┏━━

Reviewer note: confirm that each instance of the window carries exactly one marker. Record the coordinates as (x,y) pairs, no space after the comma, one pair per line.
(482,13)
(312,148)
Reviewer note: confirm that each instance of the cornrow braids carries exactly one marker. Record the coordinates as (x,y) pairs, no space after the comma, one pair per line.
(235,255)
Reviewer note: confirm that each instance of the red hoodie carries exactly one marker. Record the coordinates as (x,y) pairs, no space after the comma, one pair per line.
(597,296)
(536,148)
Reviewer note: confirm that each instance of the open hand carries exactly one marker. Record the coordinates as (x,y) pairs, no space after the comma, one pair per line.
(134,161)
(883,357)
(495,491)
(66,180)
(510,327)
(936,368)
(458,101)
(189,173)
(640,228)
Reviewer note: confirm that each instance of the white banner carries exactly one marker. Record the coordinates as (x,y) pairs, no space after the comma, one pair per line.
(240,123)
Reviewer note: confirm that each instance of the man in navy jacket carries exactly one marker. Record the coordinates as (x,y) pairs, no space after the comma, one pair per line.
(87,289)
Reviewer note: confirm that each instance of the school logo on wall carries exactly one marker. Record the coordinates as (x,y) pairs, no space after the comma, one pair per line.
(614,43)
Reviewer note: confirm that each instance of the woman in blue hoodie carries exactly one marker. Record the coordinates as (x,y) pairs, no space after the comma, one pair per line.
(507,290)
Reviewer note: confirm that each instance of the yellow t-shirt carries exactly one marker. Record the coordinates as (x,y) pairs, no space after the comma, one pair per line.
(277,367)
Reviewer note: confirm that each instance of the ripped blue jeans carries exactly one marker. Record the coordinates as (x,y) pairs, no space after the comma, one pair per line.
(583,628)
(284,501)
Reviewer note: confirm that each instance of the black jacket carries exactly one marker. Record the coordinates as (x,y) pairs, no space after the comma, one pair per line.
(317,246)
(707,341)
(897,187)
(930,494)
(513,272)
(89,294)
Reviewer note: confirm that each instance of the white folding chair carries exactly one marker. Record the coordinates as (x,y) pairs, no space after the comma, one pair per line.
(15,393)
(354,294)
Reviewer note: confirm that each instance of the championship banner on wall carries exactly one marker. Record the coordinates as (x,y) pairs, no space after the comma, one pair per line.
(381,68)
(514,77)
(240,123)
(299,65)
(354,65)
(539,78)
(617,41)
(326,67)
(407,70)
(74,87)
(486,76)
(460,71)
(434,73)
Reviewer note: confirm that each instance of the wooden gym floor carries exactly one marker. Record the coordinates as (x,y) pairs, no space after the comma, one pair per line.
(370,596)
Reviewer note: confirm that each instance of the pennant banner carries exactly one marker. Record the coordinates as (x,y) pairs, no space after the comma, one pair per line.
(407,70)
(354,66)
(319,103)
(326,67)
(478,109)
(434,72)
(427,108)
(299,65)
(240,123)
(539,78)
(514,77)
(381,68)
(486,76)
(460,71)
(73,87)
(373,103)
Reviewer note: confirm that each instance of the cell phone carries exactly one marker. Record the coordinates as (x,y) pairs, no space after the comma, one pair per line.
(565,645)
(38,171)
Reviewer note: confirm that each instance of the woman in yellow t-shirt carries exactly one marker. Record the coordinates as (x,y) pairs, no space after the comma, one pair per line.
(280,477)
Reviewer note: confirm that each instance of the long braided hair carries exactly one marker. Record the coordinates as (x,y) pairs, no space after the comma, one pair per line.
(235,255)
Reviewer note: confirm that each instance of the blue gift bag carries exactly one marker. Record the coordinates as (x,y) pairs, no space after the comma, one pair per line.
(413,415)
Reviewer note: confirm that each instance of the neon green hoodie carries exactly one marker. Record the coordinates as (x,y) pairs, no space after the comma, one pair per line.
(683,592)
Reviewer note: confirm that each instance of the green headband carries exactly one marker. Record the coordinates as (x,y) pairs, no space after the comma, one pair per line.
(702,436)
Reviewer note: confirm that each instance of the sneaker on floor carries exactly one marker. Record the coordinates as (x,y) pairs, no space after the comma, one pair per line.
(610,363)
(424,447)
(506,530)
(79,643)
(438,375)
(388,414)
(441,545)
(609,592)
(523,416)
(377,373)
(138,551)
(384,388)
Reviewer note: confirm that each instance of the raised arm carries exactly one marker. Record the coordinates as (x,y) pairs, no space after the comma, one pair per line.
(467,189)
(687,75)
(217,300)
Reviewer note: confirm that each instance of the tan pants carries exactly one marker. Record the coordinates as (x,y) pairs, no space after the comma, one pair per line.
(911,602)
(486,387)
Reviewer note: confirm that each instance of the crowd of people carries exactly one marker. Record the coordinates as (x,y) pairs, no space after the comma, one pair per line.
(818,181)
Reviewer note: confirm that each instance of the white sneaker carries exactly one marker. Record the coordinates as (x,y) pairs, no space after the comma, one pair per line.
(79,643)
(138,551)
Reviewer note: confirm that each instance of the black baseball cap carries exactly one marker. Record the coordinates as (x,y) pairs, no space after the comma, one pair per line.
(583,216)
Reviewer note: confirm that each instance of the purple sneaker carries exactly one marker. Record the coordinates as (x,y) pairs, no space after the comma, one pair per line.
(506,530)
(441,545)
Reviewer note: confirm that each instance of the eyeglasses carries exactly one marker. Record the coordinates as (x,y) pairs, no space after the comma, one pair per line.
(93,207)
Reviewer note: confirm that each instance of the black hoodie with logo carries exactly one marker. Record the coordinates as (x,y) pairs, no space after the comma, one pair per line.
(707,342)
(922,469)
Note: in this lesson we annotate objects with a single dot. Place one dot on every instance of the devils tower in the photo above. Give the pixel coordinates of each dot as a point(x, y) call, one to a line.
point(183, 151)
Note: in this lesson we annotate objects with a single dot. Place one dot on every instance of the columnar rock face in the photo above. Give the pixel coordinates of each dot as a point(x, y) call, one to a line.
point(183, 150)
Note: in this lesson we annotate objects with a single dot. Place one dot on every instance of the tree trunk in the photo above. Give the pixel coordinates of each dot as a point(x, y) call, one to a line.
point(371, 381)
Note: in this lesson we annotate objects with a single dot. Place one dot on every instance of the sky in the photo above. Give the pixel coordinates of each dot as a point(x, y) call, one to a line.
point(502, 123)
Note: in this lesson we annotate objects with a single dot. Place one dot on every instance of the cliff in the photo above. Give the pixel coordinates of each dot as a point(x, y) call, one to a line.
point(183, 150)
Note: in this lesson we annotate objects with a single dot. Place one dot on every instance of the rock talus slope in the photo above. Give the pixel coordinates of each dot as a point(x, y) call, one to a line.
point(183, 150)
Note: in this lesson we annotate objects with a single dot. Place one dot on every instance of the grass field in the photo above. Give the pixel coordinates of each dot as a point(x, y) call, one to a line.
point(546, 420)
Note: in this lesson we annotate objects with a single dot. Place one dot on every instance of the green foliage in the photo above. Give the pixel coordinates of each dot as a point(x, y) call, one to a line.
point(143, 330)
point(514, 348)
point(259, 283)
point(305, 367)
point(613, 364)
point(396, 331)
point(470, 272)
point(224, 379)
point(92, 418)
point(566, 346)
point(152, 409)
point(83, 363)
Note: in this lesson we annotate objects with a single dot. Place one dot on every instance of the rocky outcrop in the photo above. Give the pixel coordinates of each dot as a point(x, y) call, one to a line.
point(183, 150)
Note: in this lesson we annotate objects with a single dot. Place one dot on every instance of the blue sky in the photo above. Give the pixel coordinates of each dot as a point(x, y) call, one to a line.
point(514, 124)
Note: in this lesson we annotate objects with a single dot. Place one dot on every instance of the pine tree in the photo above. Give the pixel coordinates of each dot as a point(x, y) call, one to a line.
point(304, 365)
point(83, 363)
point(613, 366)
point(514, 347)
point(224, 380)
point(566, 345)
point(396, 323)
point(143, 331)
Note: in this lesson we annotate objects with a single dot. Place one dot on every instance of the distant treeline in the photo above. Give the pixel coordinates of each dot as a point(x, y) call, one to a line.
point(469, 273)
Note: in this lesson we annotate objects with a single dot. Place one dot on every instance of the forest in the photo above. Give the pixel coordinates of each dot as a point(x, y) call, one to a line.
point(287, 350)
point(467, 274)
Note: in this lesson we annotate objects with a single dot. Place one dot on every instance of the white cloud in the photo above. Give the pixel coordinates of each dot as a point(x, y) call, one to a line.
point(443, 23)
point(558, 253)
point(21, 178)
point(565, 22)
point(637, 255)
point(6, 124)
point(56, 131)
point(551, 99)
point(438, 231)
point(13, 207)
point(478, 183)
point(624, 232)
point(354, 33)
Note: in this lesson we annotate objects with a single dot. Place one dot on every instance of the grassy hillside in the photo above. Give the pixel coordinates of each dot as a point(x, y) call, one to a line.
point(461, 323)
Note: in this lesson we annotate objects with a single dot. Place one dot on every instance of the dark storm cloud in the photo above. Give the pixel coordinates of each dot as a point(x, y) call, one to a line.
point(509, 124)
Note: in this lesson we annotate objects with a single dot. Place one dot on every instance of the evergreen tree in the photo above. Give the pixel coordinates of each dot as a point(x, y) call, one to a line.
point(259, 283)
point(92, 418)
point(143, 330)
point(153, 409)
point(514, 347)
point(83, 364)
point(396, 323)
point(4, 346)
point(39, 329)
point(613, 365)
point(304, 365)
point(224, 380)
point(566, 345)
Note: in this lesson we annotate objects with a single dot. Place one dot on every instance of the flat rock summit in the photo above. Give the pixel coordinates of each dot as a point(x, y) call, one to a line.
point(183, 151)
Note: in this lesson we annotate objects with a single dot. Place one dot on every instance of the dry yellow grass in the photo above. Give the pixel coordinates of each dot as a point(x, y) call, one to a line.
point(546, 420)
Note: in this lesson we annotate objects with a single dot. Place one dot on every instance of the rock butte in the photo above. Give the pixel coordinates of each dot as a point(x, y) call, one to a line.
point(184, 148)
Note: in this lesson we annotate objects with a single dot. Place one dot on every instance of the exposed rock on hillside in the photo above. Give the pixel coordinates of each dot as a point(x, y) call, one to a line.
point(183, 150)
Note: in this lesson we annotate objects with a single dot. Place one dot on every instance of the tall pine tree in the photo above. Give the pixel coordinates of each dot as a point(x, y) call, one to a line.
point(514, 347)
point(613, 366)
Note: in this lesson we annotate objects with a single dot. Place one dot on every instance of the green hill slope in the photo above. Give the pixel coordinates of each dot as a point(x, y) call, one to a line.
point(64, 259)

┗━━

Each line from the one containing "of the exposed" through the last line of the entries is to be copied exactly, with no other lines added.

▶ **RESPONSE BOX**:
Note: in this lesson we annotate objects with a single dot. Place one dot on every instance of the exposed rock on hillside in the photo above. Give the pixel coordinates of each dot as a point(x, y) call, one to a line.
point(183, 150)
Note: in this lesson we annotate objects with a single dot. Place one dot on every instance of the tall pine tree in the photo above. Give the pixel coordinates of each dot as a point(x, y) call, one to a line.
point(514, 347)
point(613, 366)
Note: in this lesson we annotate objects with a single dot. Place one dot on every instance of the green hill slope in the photo above. Give the pixel coordinates of each dot as a point(x, y) call, one to a line.
point(64, 259)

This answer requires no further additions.